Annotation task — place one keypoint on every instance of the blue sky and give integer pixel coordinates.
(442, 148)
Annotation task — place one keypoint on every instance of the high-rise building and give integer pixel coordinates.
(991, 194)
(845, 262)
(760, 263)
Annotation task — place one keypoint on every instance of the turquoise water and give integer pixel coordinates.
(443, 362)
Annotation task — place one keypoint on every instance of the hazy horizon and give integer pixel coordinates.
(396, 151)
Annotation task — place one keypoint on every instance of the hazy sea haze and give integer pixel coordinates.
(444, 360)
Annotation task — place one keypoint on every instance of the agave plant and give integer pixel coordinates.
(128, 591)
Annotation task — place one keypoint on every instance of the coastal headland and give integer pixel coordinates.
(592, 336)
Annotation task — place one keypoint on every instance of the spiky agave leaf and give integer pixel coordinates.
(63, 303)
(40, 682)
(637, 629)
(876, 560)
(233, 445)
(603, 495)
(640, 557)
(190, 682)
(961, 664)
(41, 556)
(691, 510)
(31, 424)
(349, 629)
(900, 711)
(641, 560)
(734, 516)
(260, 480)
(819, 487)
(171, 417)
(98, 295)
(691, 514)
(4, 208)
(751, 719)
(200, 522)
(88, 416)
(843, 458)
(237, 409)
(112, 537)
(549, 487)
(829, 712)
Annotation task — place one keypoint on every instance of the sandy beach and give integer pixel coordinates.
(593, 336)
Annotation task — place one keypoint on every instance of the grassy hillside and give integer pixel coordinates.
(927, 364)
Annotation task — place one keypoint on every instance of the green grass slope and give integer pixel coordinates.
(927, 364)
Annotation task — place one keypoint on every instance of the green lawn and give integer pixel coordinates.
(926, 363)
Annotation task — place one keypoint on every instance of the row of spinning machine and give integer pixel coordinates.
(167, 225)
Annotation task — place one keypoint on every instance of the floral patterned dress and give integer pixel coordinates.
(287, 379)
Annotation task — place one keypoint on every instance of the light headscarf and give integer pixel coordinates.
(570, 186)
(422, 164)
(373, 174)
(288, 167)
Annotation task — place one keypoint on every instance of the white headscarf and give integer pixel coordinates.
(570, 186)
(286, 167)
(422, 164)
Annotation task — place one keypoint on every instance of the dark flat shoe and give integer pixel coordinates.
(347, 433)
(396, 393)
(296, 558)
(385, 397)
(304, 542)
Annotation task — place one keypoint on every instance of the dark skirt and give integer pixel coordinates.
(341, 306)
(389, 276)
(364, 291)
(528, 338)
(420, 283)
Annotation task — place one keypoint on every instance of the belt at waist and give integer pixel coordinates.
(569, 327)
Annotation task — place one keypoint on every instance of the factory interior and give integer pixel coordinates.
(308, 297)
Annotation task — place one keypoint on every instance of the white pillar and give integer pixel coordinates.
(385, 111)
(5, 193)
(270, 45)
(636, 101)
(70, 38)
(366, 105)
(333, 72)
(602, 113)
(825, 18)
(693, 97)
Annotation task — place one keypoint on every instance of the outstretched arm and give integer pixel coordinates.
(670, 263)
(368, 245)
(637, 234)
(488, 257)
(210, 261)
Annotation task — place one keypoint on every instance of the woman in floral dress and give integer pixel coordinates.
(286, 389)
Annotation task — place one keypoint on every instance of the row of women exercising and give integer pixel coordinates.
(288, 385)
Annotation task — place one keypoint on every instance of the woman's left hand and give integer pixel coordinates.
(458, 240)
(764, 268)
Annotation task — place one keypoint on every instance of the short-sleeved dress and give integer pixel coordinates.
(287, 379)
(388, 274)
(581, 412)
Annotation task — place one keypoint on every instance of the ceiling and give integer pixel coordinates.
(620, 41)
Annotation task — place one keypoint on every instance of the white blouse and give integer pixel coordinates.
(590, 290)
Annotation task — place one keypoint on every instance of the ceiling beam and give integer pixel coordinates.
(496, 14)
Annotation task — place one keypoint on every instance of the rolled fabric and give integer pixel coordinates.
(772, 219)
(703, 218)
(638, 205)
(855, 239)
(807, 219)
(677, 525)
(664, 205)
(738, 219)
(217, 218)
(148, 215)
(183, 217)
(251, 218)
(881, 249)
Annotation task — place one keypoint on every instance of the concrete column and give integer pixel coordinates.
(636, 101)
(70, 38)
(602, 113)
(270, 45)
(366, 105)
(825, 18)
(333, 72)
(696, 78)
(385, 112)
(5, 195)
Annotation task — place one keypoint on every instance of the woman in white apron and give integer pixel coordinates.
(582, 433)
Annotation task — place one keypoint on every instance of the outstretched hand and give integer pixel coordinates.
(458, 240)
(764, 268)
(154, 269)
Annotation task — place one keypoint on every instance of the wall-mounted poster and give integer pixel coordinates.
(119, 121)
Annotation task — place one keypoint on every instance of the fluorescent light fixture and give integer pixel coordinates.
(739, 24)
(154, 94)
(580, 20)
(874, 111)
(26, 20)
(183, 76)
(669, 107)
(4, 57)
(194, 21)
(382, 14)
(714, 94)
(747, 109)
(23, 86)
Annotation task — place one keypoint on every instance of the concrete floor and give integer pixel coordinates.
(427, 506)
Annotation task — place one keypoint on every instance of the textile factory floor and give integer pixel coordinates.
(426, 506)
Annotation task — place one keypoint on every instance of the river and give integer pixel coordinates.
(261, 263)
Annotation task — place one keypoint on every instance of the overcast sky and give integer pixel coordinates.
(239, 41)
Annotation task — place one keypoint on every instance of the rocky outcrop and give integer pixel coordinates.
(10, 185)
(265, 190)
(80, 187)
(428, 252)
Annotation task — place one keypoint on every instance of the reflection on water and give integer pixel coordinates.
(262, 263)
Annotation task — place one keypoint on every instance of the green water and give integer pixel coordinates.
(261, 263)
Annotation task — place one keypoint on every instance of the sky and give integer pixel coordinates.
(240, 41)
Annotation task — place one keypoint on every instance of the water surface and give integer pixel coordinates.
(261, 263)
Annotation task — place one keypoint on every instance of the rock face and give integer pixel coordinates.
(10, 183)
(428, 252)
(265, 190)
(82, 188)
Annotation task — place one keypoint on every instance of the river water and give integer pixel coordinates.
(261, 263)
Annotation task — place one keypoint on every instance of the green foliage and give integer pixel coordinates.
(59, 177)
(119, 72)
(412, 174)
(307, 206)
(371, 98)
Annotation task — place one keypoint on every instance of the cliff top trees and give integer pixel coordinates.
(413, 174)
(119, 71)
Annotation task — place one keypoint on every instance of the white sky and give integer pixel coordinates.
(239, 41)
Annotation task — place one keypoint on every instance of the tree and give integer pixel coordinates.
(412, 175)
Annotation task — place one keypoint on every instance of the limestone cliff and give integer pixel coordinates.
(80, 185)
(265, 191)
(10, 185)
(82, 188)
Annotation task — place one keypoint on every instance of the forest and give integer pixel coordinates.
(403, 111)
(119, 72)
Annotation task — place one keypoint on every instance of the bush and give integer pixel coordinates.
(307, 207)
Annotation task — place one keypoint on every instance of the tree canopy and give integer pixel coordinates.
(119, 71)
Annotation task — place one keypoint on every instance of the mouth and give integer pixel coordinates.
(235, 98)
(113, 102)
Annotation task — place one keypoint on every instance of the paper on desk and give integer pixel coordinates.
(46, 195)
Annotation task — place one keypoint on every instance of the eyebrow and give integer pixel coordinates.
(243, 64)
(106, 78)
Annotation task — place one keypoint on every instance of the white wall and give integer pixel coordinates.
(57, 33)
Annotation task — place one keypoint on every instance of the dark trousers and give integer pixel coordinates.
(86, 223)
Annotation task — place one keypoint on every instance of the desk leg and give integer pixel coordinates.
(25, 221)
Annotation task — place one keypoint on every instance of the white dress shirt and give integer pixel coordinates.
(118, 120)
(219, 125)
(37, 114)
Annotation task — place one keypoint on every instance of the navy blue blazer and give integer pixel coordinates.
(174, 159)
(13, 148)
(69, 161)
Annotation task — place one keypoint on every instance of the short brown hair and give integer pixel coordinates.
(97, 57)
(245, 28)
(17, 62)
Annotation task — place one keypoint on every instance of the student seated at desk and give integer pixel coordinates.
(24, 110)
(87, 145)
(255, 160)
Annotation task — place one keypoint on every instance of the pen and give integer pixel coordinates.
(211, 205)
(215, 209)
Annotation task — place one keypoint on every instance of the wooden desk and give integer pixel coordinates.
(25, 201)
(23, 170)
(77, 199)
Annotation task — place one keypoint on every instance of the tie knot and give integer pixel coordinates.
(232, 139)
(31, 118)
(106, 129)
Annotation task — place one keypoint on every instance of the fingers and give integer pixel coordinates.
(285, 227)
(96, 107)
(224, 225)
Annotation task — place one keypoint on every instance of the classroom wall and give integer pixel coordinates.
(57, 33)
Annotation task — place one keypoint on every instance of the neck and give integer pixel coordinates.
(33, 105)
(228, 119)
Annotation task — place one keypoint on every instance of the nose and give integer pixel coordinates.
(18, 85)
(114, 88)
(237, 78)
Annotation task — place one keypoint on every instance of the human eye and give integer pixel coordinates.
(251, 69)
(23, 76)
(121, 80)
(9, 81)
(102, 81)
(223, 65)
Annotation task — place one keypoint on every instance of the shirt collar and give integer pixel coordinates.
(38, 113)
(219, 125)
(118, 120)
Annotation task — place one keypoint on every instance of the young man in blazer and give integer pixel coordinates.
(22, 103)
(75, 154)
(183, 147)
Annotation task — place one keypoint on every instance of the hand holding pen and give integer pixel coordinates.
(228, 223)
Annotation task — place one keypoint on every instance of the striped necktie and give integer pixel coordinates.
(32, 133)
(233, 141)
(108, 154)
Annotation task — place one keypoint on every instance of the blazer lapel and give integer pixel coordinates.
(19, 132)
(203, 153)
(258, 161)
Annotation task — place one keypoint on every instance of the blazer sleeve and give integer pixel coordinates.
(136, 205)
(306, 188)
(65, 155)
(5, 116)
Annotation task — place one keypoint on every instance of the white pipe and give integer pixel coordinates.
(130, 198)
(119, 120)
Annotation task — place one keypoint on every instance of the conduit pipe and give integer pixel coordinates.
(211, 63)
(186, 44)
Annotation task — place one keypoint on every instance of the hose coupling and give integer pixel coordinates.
────────────────
What you need to do »
Only the last part of the records is wanted. Repeat it exactly, beginning at the line containing "necktie and give integer pixel coordinates." and ending at the final line.

Exercise solution »
Annotation task — place one keypoint on every instance of the striped necktie and give integer pixel coordinates.
(32, 133)
(233, 141)
(108, 154)
Annotation task — place one keypoint on every instance of the blazer lapel and give integer pixel coordinates.
(19, 132)
(203, 153)
(258, 161)
Annotation task — place one keypoint on every instance of the blazer sleeve and give integer pixel coordinates.
(136, 205)
(306, 188)
(65, 155)
(5, 116)
Annotation task — place one keypoint on every instance of the white pipe and give integer pixel coordinates.
(130, 198)
(119, 120)
Annotation task — place one keypoint on every instance of the conduit pipe and give integer pixel coordinates.
(211, 63)
(186, 44)
Annotation task — place one keypoint on every instance of the hose coupling and give integer pixel coordinates.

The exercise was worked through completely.